— start EXTRACT —

So, the next time a contract comes across your desk, take a moment to really think about those few, forgotten, but proud terms in the back of the contract. Some of them represent opportunities to add real value, so long as you pause for a moment, and don’t just go with the flow.

The Importance of Situational Leverage

George Orwell wrote “all animals are equal, but some animals are more equal than others.” In construction, this is plainly true. The large, multi-billion dollar prime contractor, for example, is unlikely to negotiate subcontract terms with the 7-figure concrete installer. The public agency is unlikely to negotiate design contract terms with the 10-member architectural firm who is designing a new courthouse. But these general guidelines are just that: general (not universal) guidelines (not rules). A party who fails to recognize situations where the leverage has shifted runs the risk of either killing the deal (by demanding that which it is not entitled to) or failing to get as beneficial a bargain as they are entitled to (by failing to appropriately flex their muscle). A brief review of some common situations where the situational leverage differs substantially from ordinary leverage will illustrate some issues to keep an eye out for.

— end EXTRACT —
— start ENTRIES SUPPLIED —

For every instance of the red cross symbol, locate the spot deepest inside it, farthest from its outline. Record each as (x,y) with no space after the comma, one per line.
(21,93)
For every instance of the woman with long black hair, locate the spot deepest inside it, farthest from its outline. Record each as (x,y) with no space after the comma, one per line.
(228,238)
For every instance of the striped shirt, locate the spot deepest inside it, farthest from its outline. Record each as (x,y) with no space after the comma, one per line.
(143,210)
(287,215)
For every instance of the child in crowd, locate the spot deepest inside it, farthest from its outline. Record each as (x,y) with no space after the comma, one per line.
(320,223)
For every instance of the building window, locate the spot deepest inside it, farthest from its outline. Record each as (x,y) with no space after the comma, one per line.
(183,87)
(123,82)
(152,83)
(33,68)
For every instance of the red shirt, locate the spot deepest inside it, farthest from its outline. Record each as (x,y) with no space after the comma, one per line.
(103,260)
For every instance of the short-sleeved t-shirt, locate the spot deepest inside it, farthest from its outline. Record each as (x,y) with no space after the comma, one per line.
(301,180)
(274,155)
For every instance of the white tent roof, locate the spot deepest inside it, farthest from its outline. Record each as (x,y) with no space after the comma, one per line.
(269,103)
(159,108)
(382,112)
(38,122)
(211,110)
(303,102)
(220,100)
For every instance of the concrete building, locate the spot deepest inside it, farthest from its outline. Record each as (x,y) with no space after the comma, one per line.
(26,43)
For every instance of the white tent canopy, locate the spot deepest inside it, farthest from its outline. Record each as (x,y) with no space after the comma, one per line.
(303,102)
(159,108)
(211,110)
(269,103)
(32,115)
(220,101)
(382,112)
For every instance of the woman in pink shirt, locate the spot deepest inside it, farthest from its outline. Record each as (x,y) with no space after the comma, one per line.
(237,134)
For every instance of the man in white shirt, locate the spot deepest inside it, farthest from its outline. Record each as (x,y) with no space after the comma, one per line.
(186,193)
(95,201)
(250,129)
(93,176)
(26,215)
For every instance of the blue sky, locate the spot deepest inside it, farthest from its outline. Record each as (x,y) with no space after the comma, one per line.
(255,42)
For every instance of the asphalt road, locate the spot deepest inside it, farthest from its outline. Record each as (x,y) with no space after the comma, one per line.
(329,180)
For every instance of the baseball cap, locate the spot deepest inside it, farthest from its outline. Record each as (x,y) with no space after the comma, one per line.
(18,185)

— end ENTRIES SUPPLIED —

- **WRITTEN TASKS**
1. In the text on situational leverage in construction contracts, what two risks does a party run if it fails to recognize that the leverage has shifted?
2. Reproduce the passage of the text on situational leverage between "So, the next" and "with the flow.", inclusive.

- **FULL ANSWERS**
1. It risks either killing the deal by demanding what it is not entitled to, or failing to get as beneficial a bargain as it is entitled to by not appropriately flexing its muscle.

2.
So, the next time a contract comes across your desk, take a moment to really think about those few, forgotten, but proud terms in the back of the contract. Some of them represent opportunities to add real value, so long as you pause for a moment, and don’t just go with the flow.